[PROBLEM TO WORK ON]: Quote the stretch of the double-feature thread from "# Create Your" through "had by all!".

[PASSAGE TO READ]:
***

# Create Your Own Double Feature: The General Movie Version



## Sinister (Apr 18, 2004)

As promised, here we go. Same rules apply. No remake pairings, no same director films, no sequels of the same film series pairings and tag lines are optional, but infinitely more creative and fun.

*In & Out *and *But I'm a Cheerleader*

A gay time will be had by all!


----------



## heresjohnny (Feb 15, 2006)

*National Lampoon's Family Vacation* and *Planes, Trains and Automobiles* Road trips from hell with former SNL cast members at the wheel.


----------



## Frighteners Entertainment (Jan 24, 2006)

Good pairing......
I'll have to work on this thread!


----------



## Sinister (Apr 18, 2004)

*Ace Ventura: Pet Detective *and *Austin Powers, International Man of Mystery.*

Two dudes with tudes...INEPTITUDE, that is.


----------



## Sinister (Apr 18, 2004)

*Batman *and *Superman: The Movie*

Men in Tights!


----------



## HibLaGrande (Sep 25, 2005)

*GoodFellas*and*Falling Down*

Got balls?

***

[GIVEN RECORDS]:
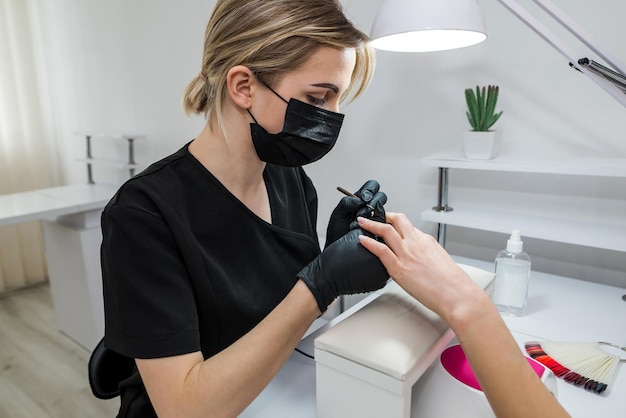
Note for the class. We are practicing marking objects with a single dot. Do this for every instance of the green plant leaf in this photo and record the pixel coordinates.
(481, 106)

***

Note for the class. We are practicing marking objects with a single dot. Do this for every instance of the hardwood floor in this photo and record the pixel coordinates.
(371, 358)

***

[RESPONSE TO THE TASK]:
# Create Your Own Double Feature: The General Movie Version



## Sinister (Apr 18, 2004)

As promised, here we go. Same rules apply. No remake pairings, no same director films, no sequels of the same film series pairings and tag lines are optional, but infinitely more creative and fun.

*In & Out *and *But I'm a Cheerleader*

A gay time will be had by all!